--- RECORDS ---
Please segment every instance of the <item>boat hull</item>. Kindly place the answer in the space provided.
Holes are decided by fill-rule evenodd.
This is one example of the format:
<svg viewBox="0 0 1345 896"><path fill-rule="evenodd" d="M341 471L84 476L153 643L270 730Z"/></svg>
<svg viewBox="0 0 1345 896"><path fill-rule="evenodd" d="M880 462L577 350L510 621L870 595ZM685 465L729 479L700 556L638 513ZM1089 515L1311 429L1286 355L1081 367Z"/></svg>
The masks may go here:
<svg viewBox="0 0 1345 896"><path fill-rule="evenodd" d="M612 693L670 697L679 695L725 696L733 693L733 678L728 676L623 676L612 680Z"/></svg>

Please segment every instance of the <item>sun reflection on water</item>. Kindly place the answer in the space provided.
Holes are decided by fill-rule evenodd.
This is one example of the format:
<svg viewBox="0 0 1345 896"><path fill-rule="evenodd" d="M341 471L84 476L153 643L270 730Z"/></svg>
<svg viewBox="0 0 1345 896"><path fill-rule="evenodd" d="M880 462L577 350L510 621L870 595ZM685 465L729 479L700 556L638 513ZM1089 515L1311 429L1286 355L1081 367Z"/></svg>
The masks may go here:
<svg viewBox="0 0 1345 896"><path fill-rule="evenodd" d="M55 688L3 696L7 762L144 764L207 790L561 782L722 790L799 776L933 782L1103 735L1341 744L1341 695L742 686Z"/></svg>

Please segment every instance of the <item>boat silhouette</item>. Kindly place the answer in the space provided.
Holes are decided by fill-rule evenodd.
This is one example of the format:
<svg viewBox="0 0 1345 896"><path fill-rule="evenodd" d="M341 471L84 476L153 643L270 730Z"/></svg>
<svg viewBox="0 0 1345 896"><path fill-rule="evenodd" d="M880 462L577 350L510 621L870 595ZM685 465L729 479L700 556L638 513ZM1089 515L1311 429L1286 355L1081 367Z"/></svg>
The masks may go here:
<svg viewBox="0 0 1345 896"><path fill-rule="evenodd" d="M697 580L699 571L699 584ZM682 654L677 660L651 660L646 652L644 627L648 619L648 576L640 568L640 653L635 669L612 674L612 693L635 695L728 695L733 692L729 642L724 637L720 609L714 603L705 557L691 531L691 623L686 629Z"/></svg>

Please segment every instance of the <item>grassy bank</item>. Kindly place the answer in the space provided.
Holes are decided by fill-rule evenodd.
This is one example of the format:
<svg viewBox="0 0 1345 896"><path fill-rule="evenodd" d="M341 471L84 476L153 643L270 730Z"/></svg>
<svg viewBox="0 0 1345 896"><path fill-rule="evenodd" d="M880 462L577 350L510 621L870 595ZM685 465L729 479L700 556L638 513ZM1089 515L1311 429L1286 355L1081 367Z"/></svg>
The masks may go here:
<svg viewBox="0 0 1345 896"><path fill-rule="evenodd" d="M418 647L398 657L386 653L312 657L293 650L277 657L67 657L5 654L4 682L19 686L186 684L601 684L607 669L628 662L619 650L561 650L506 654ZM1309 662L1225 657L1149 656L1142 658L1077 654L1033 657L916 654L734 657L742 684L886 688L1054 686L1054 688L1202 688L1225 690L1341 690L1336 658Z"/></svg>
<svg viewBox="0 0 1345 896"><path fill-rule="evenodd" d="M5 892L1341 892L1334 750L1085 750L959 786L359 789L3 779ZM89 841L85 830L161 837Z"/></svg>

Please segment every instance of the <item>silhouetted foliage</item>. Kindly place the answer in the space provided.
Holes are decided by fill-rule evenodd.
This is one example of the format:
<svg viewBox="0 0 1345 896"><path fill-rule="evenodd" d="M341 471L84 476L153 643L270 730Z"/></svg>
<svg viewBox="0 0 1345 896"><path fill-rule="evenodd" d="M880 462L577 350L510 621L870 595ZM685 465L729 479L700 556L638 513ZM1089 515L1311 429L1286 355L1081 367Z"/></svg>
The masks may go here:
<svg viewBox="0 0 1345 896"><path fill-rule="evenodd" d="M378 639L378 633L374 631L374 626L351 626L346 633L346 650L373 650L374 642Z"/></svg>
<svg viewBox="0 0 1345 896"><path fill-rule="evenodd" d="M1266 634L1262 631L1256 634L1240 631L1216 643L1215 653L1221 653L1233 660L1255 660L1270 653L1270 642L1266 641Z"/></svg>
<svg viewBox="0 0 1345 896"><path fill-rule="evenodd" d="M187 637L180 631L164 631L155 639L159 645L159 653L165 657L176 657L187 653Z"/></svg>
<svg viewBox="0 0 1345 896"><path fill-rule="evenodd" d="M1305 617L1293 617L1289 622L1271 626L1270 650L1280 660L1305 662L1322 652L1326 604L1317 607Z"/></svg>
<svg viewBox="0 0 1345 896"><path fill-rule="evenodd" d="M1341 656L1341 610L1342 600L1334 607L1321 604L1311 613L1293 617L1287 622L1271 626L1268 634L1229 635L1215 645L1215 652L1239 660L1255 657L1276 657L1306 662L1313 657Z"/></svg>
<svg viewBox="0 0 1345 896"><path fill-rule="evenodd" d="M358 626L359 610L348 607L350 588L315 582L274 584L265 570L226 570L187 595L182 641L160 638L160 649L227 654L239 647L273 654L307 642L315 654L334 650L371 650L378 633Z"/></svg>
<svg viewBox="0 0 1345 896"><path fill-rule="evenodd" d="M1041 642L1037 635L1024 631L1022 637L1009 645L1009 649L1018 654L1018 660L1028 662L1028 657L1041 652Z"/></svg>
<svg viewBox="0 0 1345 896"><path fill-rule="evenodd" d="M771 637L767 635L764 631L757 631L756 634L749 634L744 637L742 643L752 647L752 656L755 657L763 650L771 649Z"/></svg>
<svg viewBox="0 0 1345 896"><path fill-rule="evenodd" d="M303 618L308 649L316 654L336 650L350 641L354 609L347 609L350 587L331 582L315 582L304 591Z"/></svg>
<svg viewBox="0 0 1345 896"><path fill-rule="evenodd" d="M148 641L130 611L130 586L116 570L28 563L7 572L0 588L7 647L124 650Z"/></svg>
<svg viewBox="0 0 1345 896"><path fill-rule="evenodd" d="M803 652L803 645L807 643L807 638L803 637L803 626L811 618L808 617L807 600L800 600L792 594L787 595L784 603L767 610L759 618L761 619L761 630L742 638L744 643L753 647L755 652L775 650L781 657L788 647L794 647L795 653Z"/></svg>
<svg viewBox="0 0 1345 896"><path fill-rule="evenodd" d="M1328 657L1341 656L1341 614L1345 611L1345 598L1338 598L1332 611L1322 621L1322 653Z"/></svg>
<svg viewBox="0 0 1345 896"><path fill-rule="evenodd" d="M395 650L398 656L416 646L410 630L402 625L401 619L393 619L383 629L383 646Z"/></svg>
---
=== GOAL ===
Give back the stretch of lines from the one containing "Please segment every instance of the <item>grassy" through the one containing "892L1341 892L1334 750L1085", unchanged.

=== SOLVED EXERCISE ===
Please segment every instance of the <item>grassy bank</item>. Kindly place the answer in the space provided.
Holes are decided by fill-rule evenodd.
This is one example of the format:
<svg viewBox="0 0 1345 896"><path fill-rule="evenodd" d="M341 471L84 476L153 643L270 730Z"/></svg>
<svg viewBox="0 0 1345 896"><path fill-rule="evenodd" d="M880 462L577 350L510 621L870 595ZM685 465L729 479L700 556L638 513ZM1089 515L1311 429L1286 355L1081 367Z"/></svg>
The masks may go here:
<svg viewBox="0 0 1345 896"><path fill-rule="evenodd" d="M418 647L398 657L386 653L312 657L293 650L277 657L67 657L5 654L4 682L19 686L186 684L601 684L607 669L628 662L619 650L561 650L506 654ZM1309 662L1225 657L1149 656L1142 658L1077 654L1033 657L916 654L734 657L742 684L886 688L1054 686L1054 688L1202 688L1225 690L1341 690L1336 658Z"/></svg>
<svg viewBox="0 0 1345 896"><path fill-rule="evenodd" d="M5 892L1341 892L1334 750L1085 750L959 786L359 789L3 779ZM89 841L85 830L161 837Z"/></svg>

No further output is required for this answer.